[Excerpted passage]
◆ ◆ ◆ ◆ ◆

This picture has a story to go along with it. I have a lot of stories.
April 15, 2007


Let's just say I have so much new content, it's worthy of it's own site. I'm tired right now and will post in the coming days/weeks.

April 12, 2007

I set out for North Korea (DPRK) tomorrow.

I will not actually reach North Korea tomorrow (that happens Saturday morning). First, I have to get to Gangwon province, where the tour starts. Anyways, I'm charging up my camera batteries (takes like 13 hours, so one must plan ahead) and getting ready to go. I can't even remember if we're crossing the DMZ on a bus or if we're going to North Korea on a boat. If it's a bus, I'll ask the authority figure if it's okay to take a video of crossing the DMZ, although I bet I know what the answer will be.

Fortunately, I managed to crack up the whole class today on several occasions, and the teachers too, in most cases:
The teacher asked if anyone knew the honorific term for "grandfather" and I replied "hareubang," which is actually a Jeju Island dialect word referring to the stone grandfather statues you see everywhere.
We were going over the Chinese four-character proverbs and one sounded like it might be similar to "to add insult to injury" (seolsanggasang). I asked the teacher about it like this:
Me: In the west, we have this expression called "to add insult to injury." For example, your parents die, you're fired from your workplace, and then your pet fish dies. Is seolsanggasang like this?
Everyone was laughing so hard, it actually took like 10 seconds for them all to contain themselves. It turns out that seolsanggasang cannot be used this way. Seolsanggasang means that the final problem is equal to or bigger than the previous problems. In order for the fish's death to be seolsanggasang, it would have to be equally dear to you as your parents or your job.

◆ ◆ ◆ ◆ ◆

[Written instruction A]
Reproduce these lines of the entries verbatim: start at the line containing "Spot the coral-like" and stop after the line containing "[[826, 247], [788, 464], [344, 561], [60, 591]]".

Object-pointing dataset rows:
◆ ◆ ◆ ◆ ◆

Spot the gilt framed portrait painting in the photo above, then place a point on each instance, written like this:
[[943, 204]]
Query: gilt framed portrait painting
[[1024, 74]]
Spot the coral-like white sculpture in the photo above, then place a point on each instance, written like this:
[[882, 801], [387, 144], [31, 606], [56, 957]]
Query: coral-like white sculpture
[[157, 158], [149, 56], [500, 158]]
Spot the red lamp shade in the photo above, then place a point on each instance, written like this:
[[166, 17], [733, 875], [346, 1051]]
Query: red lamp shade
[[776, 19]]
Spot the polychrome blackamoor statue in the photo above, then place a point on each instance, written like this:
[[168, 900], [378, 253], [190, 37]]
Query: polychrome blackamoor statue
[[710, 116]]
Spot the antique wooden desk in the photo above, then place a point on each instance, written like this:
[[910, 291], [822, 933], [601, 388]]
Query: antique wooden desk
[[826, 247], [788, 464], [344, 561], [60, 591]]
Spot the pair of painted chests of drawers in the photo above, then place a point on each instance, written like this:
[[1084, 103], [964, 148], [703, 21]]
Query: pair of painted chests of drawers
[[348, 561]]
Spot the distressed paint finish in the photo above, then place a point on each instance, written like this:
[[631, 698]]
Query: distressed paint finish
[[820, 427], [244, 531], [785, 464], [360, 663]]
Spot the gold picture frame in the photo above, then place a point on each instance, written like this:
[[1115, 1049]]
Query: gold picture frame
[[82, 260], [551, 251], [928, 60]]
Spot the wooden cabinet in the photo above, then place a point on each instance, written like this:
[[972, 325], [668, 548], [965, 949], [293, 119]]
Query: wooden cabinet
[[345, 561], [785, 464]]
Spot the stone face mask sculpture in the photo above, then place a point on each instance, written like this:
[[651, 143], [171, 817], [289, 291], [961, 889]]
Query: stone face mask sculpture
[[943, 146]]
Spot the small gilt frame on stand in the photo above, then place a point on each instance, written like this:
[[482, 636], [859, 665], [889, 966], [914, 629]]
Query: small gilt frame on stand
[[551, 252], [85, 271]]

◆ ◆ ◆ ◆ ◆

[Written instruction B]
From the post about the North Korea trip, repeat word for word the passage that begins at the words "This picture has" and ends after the words "answer will be.".

[Worked answer A]
Spot the coral-like white sculpture in the photo above, then place a point on each instance, written like this:
[[882, 801], [387, 144], [31, 606], [56, 957]]
Query: coral-like white sculpture
[[157, 158], [149, 56], [500, 158]]
Spot the red lamp shade in the photo above, then place a point on each instance, written like this:
[[166, 17], [733, 875], [346, 1051]]
Query: red lamp shade
[[776, 19]]
Spot the polychrome blackamoor statue in the photo above, then place a point on each instance, written like this:
[[168, 900], [378, 253], [190, 37]]
Query: polychrome blackamoor statue
[[710, 116]]
Spot the antique wooden desk in the photo above, then place a point on each instance, written like this:
[[910, 291], [822, 933], [601, 388]]
Query: antique wooden desk
[[826, 247], [788, 464], [344, 561], [60, 591]]

[Worked answer B]
This picture has a story to go along with it. I have a lot of stories.
April 15, 2007


Let's just say I have so much new content, it's worthy of it's own site. I'm tired right now and will post in the coming days/weeks.

April 12, 2007

I set out for North Korea (DPRK) tomorrow.

I will not actually reach North Korea tomorrow (that happens Saturday morning). First, I have to get to Gangwon province, where the tour starts. Anyways, I'm charging up my camera batteries (takes like 13 hours, so one must plan ahead) and getting ready to go. I can't even remember if we're crossing the DMZ on a bus or if we're going to North Korea on a boat. If it's a bus, I'll ask the authority figure if it's okay to take a video of crossing the DMZ, although I bet I know what the answer will be.